(What to do)
Extract each line holding the word "below" from the entries.

Stored dataset items:
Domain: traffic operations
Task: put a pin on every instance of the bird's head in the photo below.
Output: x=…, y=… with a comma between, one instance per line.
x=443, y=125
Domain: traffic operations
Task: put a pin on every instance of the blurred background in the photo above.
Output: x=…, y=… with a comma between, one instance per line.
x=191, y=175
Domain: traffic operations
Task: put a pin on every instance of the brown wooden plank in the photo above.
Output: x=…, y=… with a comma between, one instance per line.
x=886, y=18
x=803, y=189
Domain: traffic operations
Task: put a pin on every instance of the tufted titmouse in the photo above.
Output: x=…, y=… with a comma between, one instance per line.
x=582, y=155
---
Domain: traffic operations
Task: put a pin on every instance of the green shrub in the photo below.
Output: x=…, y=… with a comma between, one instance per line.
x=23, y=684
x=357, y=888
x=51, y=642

(Answer section)
Task: put a pin on every instance of the bird's head in the photo below.
Task: put a pin on every instance of the green shrub in the photo below.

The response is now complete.